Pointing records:
• • • • • • •

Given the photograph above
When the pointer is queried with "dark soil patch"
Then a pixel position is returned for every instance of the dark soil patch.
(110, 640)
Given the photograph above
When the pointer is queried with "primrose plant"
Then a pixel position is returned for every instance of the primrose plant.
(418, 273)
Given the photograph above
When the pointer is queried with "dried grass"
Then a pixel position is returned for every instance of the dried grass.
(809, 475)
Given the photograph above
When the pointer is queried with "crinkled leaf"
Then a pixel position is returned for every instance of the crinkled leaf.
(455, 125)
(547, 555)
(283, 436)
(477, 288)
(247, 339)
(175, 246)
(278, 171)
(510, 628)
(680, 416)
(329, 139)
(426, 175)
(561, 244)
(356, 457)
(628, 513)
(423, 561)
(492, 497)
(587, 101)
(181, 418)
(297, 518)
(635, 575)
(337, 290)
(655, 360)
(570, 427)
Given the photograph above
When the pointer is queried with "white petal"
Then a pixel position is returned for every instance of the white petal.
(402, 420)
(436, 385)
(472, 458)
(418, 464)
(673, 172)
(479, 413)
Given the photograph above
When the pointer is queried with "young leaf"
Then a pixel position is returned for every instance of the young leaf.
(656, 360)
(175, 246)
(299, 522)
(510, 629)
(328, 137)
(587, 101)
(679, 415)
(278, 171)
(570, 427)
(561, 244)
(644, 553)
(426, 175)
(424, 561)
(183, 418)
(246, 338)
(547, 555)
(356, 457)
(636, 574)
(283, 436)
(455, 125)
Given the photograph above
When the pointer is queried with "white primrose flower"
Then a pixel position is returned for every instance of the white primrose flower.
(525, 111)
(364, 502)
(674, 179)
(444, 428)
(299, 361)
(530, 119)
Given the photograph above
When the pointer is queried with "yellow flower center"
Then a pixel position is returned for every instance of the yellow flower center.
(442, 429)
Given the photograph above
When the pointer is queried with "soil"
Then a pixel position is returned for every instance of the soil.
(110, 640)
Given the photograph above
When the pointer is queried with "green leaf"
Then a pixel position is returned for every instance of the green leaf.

• • • • • • •

Your task is to output the full set of records exactly as presented.

Finished answer:
Given the photograph above
When the pointer is queried with "dark soil patch"
Then a pixel position is returned for every instance of the dark soil patch.
(110, 640)
Given the photograph above
When the pointer is queried with "primrose plant"
Then a pixel position is returned for every instance of the primrose plant.
(418, 273)
Given the photograph above
When the pointer is queried with "dried grass"
Then a pixel position is returned for every instance of the dried grass.
(809, 475)
Given the photograph above
When the pointer is queried with "crinkled leaf"
Then a pixel position is returned for every instance of the crinkled leaf.
(455, 125)
(547, 555)
(283, 436)
(477, 288)
(247, 339)
(175, 246)
(278, 171)
(510, 628)
(680, 416)
(329, 139)
(426, 175)
(561, 244)
(356, 457)
(628, 513)
(423, 561)
(492, 497)
(587, 101)
(181, 418)
(297, 518)
(635, 575)
(337, 290)
(655, 360)
(570, 427)
Given the photograph above
When the pointer is queried with "white petal"
Then a pixel position is returned for every instance of the white petal.
(402, 420)
(436, 385)
(472, 458)
(418, 464)
(673, 172)
(479, 413)
Given the photograph above
When the pointer is queried with "young leaf"
Then a pixel position is returned for every instance of the young leaf.
(656, 360)
(175, 246)
(299, 522)
(510, 629)
(328, 137)
(587, 101)
(679, 415)
(278, 171)
(570, 427)
(561, 244)
(644, 553)
(426, 175)
(424, 561)
(183, 418)
(246, 338)
(547, 555)
(356, 457)
(636, 574)
(283, 436)
(455, 125)
Given the photograph above
When the pointer is queried with "white primrose flower"
Then a pixel position is returned for every instance of the white primrose flower.
(525, 111)
(364, 502)
(674, 179)
(444, 428)
(299, 361)
(530, 119)
Given the photograph above
When the pointer is queried with "yellow flower center"
Then a pixel position is returned for every instance of the yellow flower center.
(442, 429)
Given the photograph above
When the pointer is queried with "soil"
Then a pixel position is returned for every instance of the soil.
(110, 640)
Given the photograph above
When the pointer is queried with "green leaf"
Then a pixel position is returned for every instance of the green leaf.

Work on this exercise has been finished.